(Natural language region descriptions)
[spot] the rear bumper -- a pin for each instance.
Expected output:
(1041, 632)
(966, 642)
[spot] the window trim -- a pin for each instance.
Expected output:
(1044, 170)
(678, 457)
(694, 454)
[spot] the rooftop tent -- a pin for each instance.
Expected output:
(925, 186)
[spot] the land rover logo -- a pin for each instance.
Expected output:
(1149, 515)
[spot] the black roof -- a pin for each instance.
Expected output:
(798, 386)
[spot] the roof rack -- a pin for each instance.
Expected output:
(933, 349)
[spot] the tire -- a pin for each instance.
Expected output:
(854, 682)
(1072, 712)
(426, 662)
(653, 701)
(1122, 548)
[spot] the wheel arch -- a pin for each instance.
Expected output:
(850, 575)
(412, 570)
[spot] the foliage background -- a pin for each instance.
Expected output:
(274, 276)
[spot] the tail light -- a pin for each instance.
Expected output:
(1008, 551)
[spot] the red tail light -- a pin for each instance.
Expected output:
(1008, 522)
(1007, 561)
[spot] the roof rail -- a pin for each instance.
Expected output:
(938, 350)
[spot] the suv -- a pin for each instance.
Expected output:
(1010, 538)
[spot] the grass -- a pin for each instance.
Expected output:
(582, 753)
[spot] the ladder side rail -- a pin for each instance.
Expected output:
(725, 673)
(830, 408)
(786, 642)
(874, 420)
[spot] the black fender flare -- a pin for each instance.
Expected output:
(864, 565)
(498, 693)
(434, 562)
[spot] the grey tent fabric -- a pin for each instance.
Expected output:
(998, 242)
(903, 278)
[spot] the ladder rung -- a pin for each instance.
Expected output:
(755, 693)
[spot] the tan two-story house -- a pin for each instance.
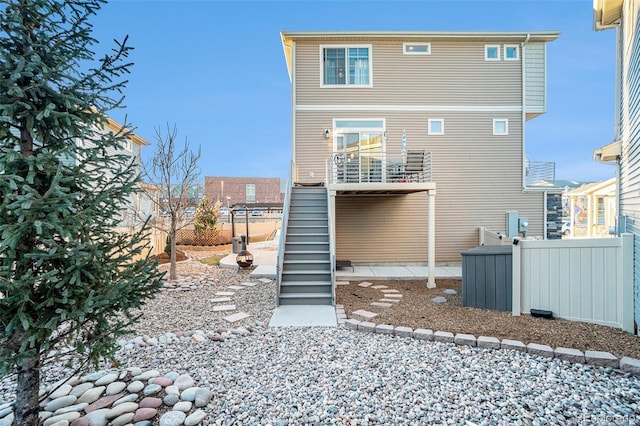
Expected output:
(417, 137)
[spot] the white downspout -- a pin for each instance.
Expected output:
(524, 110)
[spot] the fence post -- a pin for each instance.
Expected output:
(516, 278)
(626, 304)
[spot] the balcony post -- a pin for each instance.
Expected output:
(431, 239)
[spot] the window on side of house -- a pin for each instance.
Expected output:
(250, 192)
(416, 48)
(511, 52)
(492, 52)
(346, 66)
(436, 126)
(500, 126)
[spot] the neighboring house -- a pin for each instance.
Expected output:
(624, 150)
(592, 209)
(242, 190)
(367, 105)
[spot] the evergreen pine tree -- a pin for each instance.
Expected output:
(68, 278)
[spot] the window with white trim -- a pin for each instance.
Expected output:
(416, 48)
(500, 126)
(346, 65)
(436, 126)
(492, 52)
(250, 192)
(511, 52)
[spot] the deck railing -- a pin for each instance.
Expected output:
(356, 167)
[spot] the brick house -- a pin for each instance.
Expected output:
(240, 190)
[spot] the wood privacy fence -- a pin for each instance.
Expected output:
(587, 280)
(205, 237)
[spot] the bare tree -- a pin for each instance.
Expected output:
(172, 173)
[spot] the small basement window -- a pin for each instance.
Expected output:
(500, 126)
(416, 48)
(511, 52)
(491, 52)
(436, 126)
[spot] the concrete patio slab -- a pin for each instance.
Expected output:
(304, 316)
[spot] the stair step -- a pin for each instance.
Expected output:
(307, 275)
(306, 299)
(305, 287)
(318, 238)
(302, 265)
(299, 255)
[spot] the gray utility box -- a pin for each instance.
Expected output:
(487, 277)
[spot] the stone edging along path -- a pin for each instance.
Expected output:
(595, 358)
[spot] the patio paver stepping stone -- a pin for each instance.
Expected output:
(236, 317)
(381, 304)
(221, 308)
(364, 314)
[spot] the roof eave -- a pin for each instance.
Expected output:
(533, 35)
(606, 14)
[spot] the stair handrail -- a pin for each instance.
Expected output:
(283, 232)
(332, 250)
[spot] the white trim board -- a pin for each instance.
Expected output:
(439, 108)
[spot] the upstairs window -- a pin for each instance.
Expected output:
(511, 52)
(346, 66)
(417, 48)
(491, 52)
(250, 192)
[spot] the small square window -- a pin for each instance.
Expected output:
(416, 48)
(436, 126)
(491, 52)
(511, 52)
(500, 126)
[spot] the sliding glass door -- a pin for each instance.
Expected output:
(359, 146)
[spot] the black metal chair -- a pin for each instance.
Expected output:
(414, 168)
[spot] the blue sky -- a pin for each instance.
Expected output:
(216, 70)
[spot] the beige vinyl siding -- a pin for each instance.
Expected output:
(454, 74)
(535, 84)
(393, 229)
(478, 178)
(382, 229)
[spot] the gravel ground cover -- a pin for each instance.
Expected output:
(416, 309)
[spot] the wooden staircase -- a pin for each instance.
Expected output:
(306, 268)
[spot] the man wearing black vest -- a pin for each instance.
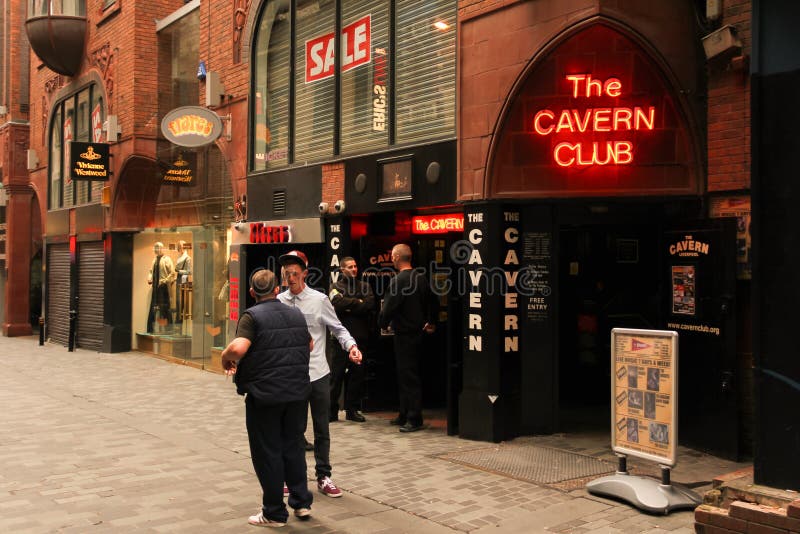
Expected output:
(409, 306)
(269, 357)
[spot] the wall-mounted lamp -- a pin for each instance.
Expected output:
(722, 44)
(215, 90)
(112, 129)
(33, 159)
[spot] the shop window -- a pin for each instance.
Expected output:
(296, 121)
(270, 110)
(314, 80)
(426, 70)
(179, 55)
(79, 117)
(365, 75)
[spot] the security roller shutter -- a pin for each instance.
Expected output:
(58, 293)
(90, 295)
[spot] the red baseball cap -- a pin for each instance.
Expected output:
(294, 256)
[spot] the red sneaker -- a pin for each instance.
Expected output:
(326, 486)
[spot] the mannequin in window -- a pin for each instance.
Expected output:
(161, 277)
(183, 268)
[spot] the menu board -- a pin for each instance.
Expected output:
(644, 387)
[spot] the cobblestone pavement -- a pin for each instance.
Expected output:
(93, 442)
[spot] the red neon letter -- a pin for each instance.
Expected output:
(613, 87)
(609, 154)
(648, 120)
(575, 79)
(537, 122)
(564, 163)
(602, 119)
(624, 152)
(564, 122)
(622, 116)
(581, 124)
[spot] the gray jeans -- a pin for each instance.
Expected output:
(320, 401)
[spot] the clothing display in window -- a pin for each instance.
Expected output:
(183, 290)
(161, 277)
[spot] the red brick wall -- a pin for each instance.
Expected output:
(729, 109)
(748, 518)
(131, 80)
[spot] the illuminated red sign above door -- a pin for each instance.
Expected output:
(437, 224)
(571, 121)
(595, 117)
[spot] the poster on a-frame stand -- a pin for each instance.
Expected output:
(644, 419)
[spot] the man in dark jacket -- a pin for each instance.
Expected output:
(409, 306)
(353, 301)
(269, 357)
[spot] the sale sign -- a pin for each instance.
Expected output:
(356, 50)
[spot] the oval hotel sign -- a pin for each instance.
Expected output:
(191, 126)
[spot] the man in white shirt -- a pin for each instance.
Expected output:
(319, 314)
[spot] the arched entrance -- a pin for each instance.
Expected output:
(186, 318)
(35, 298)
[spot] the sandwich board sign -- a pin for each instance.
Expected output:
(644, 419)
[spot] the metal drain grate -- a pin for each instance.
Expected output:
(541, 465)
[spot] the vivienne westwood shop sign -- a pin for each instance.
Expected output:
(191, 126)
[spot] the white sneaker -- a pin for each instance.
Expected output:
(303, 513)
(259, 520)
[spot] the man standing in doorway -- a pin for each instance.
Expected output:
(353, 301)
(269, 357)
(409, 307)
(319, 314)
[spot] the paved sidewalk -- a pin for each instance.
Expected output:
(94, 442)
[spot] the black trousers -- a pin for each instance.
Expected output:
(345, 373)
(275, 432)
(407, 348)
(159, 300)
(320, 403)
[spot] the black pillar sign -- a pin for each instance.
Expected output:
(89, 161)
(182, 170)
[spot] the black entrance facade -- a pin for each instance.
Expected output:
(547, 282)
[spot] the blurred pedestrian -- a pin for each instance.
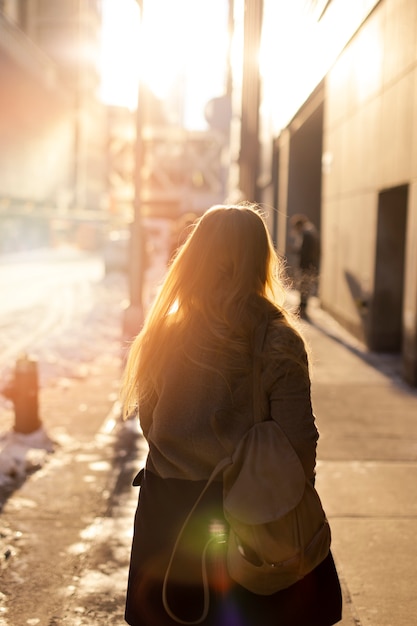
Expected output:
(190, 374)
(181, 229)
(308, 251)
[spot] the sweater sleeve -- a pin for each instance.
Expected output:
(287, 385)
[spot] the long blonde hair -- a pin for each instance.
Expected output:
(221, 280)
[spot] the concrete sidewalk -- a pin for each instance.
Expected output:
(366, 476)
(366, 473)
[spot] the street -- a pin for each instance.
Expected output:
(65, 534)
(58, 306)
(62, 531)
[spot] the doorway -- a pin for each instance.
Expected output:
(385, 320)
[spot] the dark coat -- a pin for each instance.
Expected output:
(163, 504)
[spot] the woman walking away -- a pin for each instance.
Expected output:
(189, 373)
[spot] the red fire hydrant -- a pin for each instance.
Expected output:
(22, 390)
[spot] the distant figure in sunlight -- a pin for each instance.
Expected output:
(190, 373)
(182, 227)
(307, 247)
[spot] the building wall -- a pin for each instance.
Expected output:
(369, 147)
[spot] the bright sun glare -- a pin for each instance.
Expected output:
(181, 43)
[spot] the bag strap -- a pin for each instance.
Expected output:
(206, 592)
(259, 339)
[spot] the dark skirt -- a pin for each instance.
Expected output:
(163, 505)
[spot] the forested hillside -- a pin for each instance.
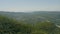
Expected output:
(12, 26)
(33, 17)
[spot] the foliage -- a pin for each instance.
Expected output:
(12, 26)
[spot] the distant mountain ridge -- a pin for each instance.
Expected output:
(33, 17)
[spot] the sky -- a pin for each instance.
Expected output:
(29, 5)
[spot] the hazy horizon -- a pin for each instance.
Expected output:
(29, 5)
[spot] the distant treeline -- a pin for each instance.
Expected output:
(12, 26)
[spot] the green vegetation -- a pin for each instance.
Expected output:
(12, 26)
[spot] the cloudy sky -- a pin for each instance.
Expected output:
(29, 5)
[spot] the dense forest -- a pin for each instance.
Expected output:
(10, 24)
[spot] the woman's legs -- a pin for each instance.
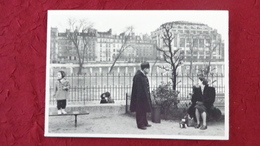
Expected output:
(204, 118)
(197, 115)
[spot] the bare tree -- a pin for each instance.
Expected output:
(211, 44)
(172, 56)
(80, 36)
(125, 39)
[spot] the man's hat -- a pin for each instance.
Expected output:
(145, 65)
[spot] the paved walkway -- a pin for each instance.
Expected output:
(122, 125)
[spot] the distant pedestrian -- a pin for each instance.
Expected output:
(140, 97)
(106, 98)
(61, 92)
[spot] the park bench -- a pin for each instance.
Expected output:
(75, 113)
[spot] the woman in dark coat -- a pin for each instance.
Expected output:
(140, 97)
(202, 101)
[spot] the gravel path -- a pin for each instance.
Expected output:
(122, 125)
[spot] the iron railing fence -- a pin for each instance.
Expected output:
(88, 87)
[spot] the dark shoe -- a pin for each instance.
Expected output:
(203, 127)
(197, 126)
(143, 128)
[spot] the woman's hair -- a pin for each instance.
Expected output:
(204, 81)
(62, 74)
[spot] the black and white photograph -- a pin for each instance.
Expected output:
(160, 74)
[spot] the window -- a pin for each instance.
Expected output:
(182, 42)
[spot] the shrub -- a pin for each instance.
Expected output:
(165, 97)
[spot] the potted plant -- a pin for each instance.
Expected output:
(164, 97)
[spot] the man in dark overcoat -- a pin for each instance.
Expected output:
(140, 97)
(203, 97)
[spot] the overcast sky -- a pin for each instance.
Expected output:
(142, 21)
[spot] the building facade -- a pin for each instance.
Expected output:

Action item –
Transcribe exactly the lines from the one containing "[spot] the potted" through the end of the records, both included, and nothing else.

Answer space –
[spot] the potted plant -- a pin for each instance.
Expected output:
(164, 97)
[spot] the man in dark overcoat -- a pin for each instance.
Expected output:
(140, 97)
(203, 97)
[spot] the overcast sky -- a pin for each instance.
Expected output:
(142, 21)
[spot] the building facade -- a pin for each instance.
Expected output:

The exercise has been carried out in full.